- **O que se pede**:
Por favor, indique se cada afirmação abaixo está de acordo com o texto sobre identidade docente, respondendo sim ou não e citando literalmente as palavras do texto que decidem a questão. (a) Os autores se alinham com Hall (2004). (b) Os estágios curriculares supervisionados da formação universitária bastaram para a experiência de assumir a sala de aula como corpo dissidente. (c) O trecho citado de Paulo Freire está na página 49 da obra de 1996.
***** Documento de origem *****
Neste sentido, elucidamos dois pontos. O primeiro, é que nos alinhamos com Hall (2004), quando por meio de uma “nova política da diferença” aponta para a precariedade de qualquer identidade. O segundo é que a abordagem de Ciampa (1987), já anuncia a performance como ferramenta analítica que revela os limites do que se concebe por “identidade”, que, diga-se de passagem, pode ser analisada como uma ficção criada por padrões culturais, ou, em termos da Teoria do Discurso, por articulações e discursos hegemônicos.
São esses sentidos hegemônicos e essas fantasias que configuram as práticas educativas em relação ao que é ser professor/a, que sugerimos re(pensar) e apontar suas precariedades. E mais, pensar nessa ficção, é também apontar os limites do que se entende por estrutura educacional e/ou sistema de ensino. Como exemplos dessa ficção, apontamos os diversos adjetivos fictícios/fantasiosos e significantes atribuídos à figura docente, como: “tia”18; “tio”; herói; guerreiro/a; um/a membro/a da segunda família; “como um/a psicólogo para mim”, “o pai e a mãe que eu nunca tive”, os quais ouvimos em nossa experiência docente. Tantos estágios curriculares supervisionados na formação universitária ainda não dariam conta da nossa experiência de assumir a sala de aula como corpo dissidente: apenas um souvenir do que estaria por vir. Com a acusação de sermos demasiadamente “diferentes”, passamos a criar estratégias - a tal performance - na experiência de ensinar. No entendimento de Paulo Freire (1996) “se estivesse claro para nós que foi aprendendo que percebemos ser possível ensinar, teríamos entendido com facilidade a importância das experiências informais nas ruas, nas praças, no trabalho, nas salas de aula das escolas” (FREIRE, 1996, p. 49). E porque não em Mesas de bares? Em festas? Em raves? Protestos? Ativismos plurais? Esquinas de avenidas? Em religiões para além das cristãs/hegemônicas? Em sinais de trânsito? Fora das igrejas, dos ternos, reuniões formais, instituições tradicionais e lugares sofisticados?
***** Material coletado *****
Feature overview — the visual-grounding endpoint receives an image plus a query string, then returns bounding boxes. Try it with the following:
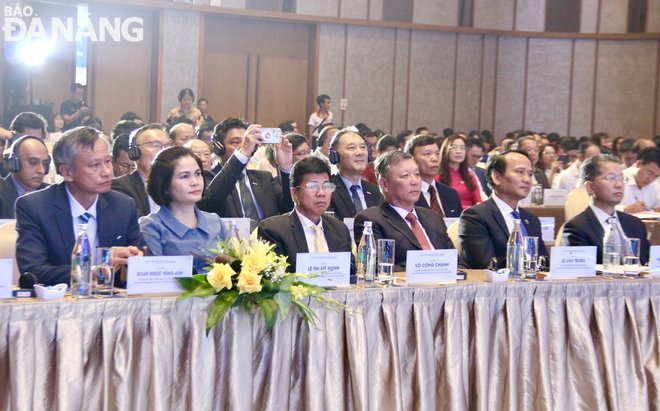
*****
- **Resposta à tarefa**:
(a) Sim: "nos alinhamos com Hall (2004)".
(b) Não: "Tantos estágios curriculares supervisionados na formação universitária ainda não dariam conta da nossa experiência de assumir a sala de aula como corpo dissidente".
(c) Sim: "(FREIRE, 1996, p. 49)".